**Job:**
Rewrite all the lines below with "one dot per instance" replaced by "a single dot for each instance" wherever it occurs and everything else left unchanged. Leave the pictures out of your answer.

**Records for this exercise:**
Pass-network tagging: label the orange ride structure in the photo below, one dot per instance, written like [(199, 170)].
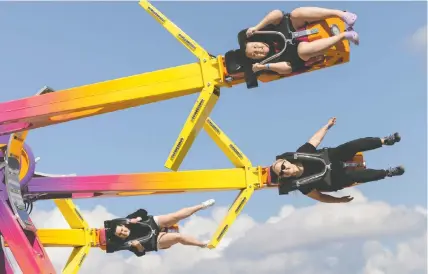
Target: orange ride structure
[(22, 186)]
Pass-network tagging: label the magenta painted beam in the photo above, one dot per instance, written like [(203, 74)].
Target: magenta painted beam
[(28, 252)]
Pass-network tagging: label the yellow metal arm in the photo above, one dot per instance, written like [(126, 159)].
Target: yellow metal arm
[(201, 110), (175, 31), (231, 150)]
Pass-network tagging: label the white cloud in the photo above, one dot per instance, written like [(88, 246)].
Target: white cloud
[(362, 237), (418, 40)]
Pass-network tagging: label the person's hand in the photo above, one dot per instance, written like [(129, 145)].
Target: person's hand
[(346, 199), (135, 243), (135, 220), (331, 122), (258, 67), (250, 31)]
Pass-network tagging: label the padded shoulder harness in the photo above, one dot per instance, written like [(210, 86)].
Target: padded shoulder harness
[(112, 245), (325, 175)]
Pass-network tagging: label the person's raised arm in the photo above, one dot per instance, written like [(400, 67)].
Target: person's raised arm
[(137, 248), (274, 17), (320, 134), (324, 198), (280, 67)]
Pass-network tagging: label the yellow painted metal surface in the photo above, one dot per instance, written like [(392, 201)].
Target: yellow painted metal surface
[(194, 123)]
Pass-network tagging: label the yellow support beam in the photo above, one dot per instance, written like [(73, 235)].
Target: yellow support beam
[(231, 150), (195, 121), (174, 30), (76, 259), (63, 237)]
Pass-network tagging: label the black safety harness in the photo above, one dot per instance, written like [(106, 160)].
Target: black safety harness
[(324, 175), (149, 241)]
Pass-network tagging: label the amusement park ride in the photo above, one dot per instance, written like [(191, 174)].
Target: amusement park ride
[(22, 185)]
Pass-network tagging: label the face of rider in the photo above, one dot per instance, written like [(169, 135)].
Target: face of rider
[(256, 50), (122, 231), (284, 168)]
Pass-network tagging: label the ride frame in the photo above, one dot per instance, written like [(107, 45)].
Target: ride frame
[(49, 108)]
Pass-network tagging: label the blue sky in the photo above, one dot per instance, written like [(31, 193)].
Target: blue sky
[(382, 90)]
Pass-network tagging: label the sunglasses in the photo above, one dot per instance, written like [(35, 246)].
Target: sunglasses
[(281, 171)]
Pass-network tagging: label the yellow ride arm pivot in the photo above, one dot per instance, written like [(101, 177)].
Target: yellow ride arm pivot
[(230, 149), (201, 110)]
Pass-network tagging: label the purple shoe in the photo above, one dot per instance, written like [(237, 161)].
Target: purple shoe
[(349, 18), (352, 36)]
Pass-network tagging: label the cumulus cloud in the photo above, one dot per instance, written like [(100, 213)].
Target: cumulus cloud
[(362, 237)]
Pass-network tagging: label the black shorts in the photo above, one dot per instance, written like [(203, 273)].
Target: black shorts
[(291, 55)]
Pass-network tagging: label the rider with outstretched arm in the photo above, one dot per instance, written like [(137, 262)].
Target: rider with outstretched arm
[(285, 171), (126, 233), (302, 52)]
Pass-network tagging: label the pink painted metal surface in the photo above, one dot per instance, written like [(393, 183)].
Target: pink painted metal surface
[(29, 253)]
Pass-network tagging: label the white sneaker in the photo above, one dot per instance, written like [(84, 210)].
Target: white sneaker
[(208, 203)]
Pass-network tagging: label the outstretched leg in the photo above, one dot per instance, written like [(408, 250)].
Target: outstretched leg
[(307, 50), (173, 218), (370, 175), (300, 16), (346, 151), (169, 239)]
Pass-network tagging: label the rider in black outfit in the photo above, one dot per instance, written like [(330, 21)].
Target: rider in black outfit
[(284, 171), (141, 233)]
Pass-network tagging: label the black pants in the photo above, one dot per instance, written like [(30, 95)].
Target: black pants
[(346, 152)]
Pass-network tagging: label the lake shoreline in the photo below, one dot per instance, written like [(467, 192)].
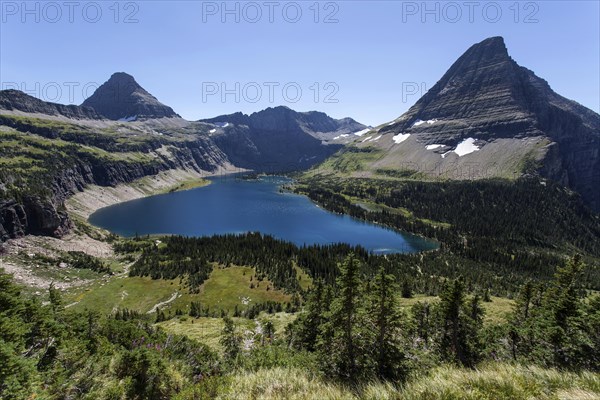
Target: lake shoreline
[(234, 205), (93, 198)]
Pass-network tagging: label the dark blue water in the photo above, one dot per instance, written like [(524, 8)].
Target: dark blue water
[(234, 205)]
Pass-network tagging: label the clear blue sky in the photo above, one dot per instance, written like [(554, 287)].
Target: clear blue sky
[(374, 54)]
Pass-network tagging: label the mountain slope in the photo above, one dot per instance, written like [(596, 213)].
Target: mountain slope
[(279, 138), (122, 97), (489, 117), (15, 100), (48, 152)]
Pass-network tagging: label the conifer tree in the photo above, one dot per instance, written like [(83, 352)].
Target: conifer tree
[(386, 318)]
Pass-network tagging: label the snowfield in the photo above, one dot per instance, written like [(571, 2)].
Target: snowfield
[(465, 147), (360, 133), (421, 122), (434, 146), (401, 137)]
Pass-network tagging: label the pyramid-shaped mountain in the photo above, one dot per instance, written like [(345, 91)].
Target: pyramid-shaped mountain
[(488, 117), (122, 97)]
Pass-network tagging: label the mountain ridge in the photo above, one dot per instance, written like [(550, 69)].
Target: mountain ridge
[(121, 97), (487, 117)]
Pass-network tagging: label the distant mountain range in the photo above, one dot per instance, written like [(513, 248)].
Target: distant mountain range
[(122, 133), (280, 139), (486, 117)]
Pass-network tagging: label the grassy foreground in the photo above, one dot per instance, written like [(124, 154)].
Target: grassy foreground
[(492, 381)]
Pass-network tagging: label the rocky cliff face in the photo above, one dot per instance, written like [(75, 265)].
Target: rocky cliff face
[(45, 215), (121, 97), (15, 100), (502, 109), (279, 139)]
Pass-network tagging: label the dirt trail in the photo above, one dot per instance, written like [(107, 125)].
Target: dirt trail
[(163, 303)]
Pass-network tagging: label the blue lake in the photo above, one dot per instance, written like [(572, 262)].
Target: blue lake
[(234, 205)]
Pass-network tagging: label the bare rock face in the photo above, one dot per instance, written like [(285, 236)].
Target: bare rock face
[(15, 100), (122, 97), (487, 96), (279, 139)]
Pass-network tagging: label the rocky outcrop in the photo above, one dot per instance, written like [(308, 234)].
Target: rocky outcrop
[(121, 97), (34, 215), (279, 139), (15, 100), (487, 96)]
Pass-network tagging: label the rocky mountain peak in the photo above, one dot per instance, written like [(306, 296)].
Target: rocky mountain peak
[(493, 106), (122, 97)]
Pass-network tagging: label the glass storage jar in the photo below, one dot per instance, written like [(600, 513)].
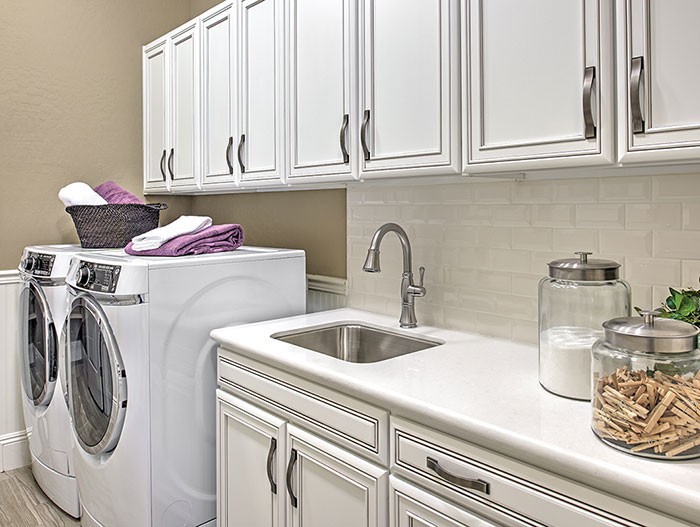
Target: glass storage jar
[(646, 387), (574, 300)]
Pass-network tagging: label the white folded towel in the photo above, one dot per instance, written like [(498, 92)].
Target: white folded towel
[(157, 237), (80, 194)]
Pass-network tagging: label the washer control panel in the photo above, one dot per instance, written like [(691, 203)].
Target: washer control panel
[(38, 264), (101, 278)]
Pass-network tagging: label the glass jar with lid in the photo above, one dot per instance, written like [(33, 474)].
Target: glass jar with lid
[(574, 300), (646, 387)]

**Correct output:**
Pass-network tagging: label the orange ride structure in the photo below, a single dot for each instance, written like [(199, 170)].
Target: orange ride structure
[(22, 186)]
Pass-network tagging: label the magenta painted beam in the photo above, a single dot for each instance, written like [(203, 74)].
Target: magenta painted beam
[(28, 252)]
Pass-network tagging: label the yellow metal arm in the photo above, a single dot for each instance, written like [(126, 159)].
Target: yellow metal arm
[(201, 110), (175, 31), (231, 150)]
Pass-network tagging: label the white cloud in the photo above, a single dot for each instance, written like [(88, 246)].
Target: white cloud
[(362, 237), (418, 40)]
Pass-network tagging: label the person's hand in the photo above, a single dot for each instance, written like [(129, 145)].
Target: person's hand
[(346, 199), (135, 243), (135, 220), (331, 122), (258, 67), (250, 31)]
Pass-network tagging: label the padded shoulder harness in the photo above, a single dot for each instance, written like [(210, 86)].
Target: padded shoulder harness
[(112, 245), (325, 175)]
Pass-network tagging: label the person's raised arm in the photo above, a single dot for each instance, written like [(400, 67)].
Target: person's raised arm
[(137, 248), (274, 17), (320, 134), (324, 198), (280, 67)]
Pass-network tagging: label the yellow painted metal surface in the photo above, a single dot for each instance, written like [(392, 201)].
Target: yellow painted metal surface
[(194, 123)]
Pass-network tagging: label the yellow support beam in the photo above, a single dot for each instance, written like [(73, 235)].
Target: yellow support beam
[(231, 150), (195, 121), (174, 30), (76, 259), (63, 237)]
Pass-network tagging: label the black safety harness in the photo above, a single dot for each instance, written like [(106, 160)].
Target: black safety harness
[(324, 175), (149, 241)]
Pass-network tagging: label the amusement park ride in the photo above, a single dot for each instance, written like [(191, 174)].
Target: amusement park ride
[(22, 185)]
Pass-network tagging: label the face of rider in the photo above, a single dot for each instance, written like [(169, 135)].
Target: face of rider
[(256, 50), (122, 231), (284, 168)]
Pass-network tagging: label the ride frame in the photo above, a single dot for each instance, written like [(107, 45)].
Target: ride frame
[(49, 108)]
Pass-network tagging: label the blue sky in the photo above, a single dot for each instance, written like [(31, 193)].
Target: blue sky
[(382, 90)]
Pass-network tagging: label the sunglasses in the photo above, a single dot for each instance, written like [(35, 246)].
Target: sunglasses
[(281, 171)]
Pass-network tagging: label the yellow ride arm pivot in the photo above, a single dot for each instance, written like [(101, 177)].
Target: yellow ride arm pivot
[(230, 149), (201, 110)]
Pass-network tagging: label the purple shoe in the photo above, a single dot for each instance, written like [(237, 161)].
Target: purple shoe
[(349, 18), (352, 36)]
Pass-network tagging: label the cumulus cloud in the photo above, a single dot for each instance, written like [(100, 213)].
Target: cumulus cloud
[(362, 237)]
Pass-network tagging: label the black shorts in the photo above, a single dot for each instance, written like [(203, 273)].
Target: black shorts
[(291, 55)]
Pass-network tagging: label the rider with outstretched arm in the photo above, a single dot for each instance, written like [(137, 262)].
Target: rider with outstretched arm
[(285, 171), (126, 233), (302, 52)]
Pass-network tagging: label the pink painted metal surface in the photo above, a single dot for each instance, written like [(393, 183)].
Target: pink painted metal surface
[(29, 253)]
Pass-network tagging: label the white sneaker in the photo above, a single dot for each instance, written like [(84, 210)].
Target: white sneaker
[(208, 203)]
Pass-network tagging: label the outstretched leg in the photo above, a single dot for each instance, written like [(408, 250)].
Target: outstretched leg
[(307, 50), (173, 218), (370, 175), (300, 16), (346, 151), (169, 239)]
Pass-network tagging: label the rider in black outfit in the photo above, a single dot for each instance, written like [(330, 21)].
Target: rider in black outfit
[(284, 171), (141, 233)]
Pass-network tagging: label the black pants in the photo above, a single dot for each instance, written like [(30, 95)].
Target: black pants
[(346, 152)]
Pass-network tagging: label the lake shoreline in the photo below, a single dot for each instance, written like [(467, 192)].
Target: lake shoreline
[(234, 205), (93, 198)]
Pass-network tagging: label the dark blue water in the photo above, a single dot for each instance, written like [(524, 8)].
Target: dark blue water
[(234, 205)]
Pass-network tagging: label the clear blue sky in the photo above, a single dot for each instance, written like [(554, 287)].
Target: clear blue sky
[(374, 54)]
Pass-network tagging: label the mountain slope in the photo above, a single dot for each instance, written like [(596, 213)].
Target: mountain slope
[(279, 138), (122, 97), (489, 117), (15, 100), (48, 152)]
Pass-network tagging: label the conifer tree in the photo above, a single dot for each instance, written like [(83, 352)].
Target: conifer tree
[(386, 318)]
Pass-network tagging: label the snowfield in the photo above, a single dot for each instance, written like [(571, 2)].
Target: snowfield
[(465, 147), (360, 133), (421, 122), (434, 146), (401, 137)]
Pass-network tagging: label the pyramid-shaped mountain in the photo above, a single dot for each instance, written like [(345, 91)].
Target: pyramid-shaped mountain
[(488, 117), (122, 97)]
Pass-network tagging: label the mountain ridge in the photo above, a single dot for each instance, written like [(550, 69)].
Target: mountain ridge
[(121, 97), (487, 117)]
Pass-network tagging: label the distant mountain range in the photo above, a single dot for each instance, written like [(513, 248)].
Target: distant mountain range
[(122, 133), (280, 139), (486, 117)]
Pass-network tagging: label the grassy foreground in the photo above, a single dot for each instance, written like [(124, 154)].
Target: grassy foreground
[(492, 381)]
Pass-network tagging: label the rocky cliff face in the photo above, a single dot for each instance, written like [(75, 265)].
Target: rocky cliff face
[(45, 215), (121, 97), (15, 100), (502, 109), (279, 139)]
Pass-network tagging: label the dirt trail in the photo above, a single dot for each instance, written like [(107, 125)].
Target: dirt trail
[(163, 303)]
Pass-network tagging: label the blue lake in the photo above, a single dot for each instance, written like [(572, 262)].
Target: blue lake
[(234, 205)]
Pass-network tagging: label the bare rock face in the photo above, a single dot for each instance, written like [(285, 236)].
Target: bare rock face
[(15, 100), (122, 97), (487, 96), (279, 139)]
Pass-network tagging: label the rocky outcrop in the photo above, a single dot for each instance, written like [(308, 234)].
Target: rocky outcrop
[(121, 97), (34, 215), (279, 139), (15, 100), (487, 96)]
Pass-network tagging: label the rocky mountain peak in the photo above, a single dot for each instance, written like [(306, 296)].
Target: rocky mountain peak
[(493, 106), (122, 97)]
Pass-network tagging: label the glass storage jar in the photo below, a single dot for each instance, written like [(600, 513)].
Target: glass storage jar
[(646, 387), (574, 300)]
Pass-network tagging: label the white folded towel in the photo above, a single dot for each instance, written like [(498, 92)].
Target: white folded towel
[(157, 237), (80, 194)]
Pass-network tagging: label the washer control panel in the photo above, a single dot for each instance, written like [(691, 203)].
Target: washer control panel
[(38, 264), (101, 278)]
Pass-network tagging: label the glass jar with lid in the photo above, a single dot for each instance, written like [(33, 474)].
Target: glass jar with lid
[(574, 300), (646, 387)]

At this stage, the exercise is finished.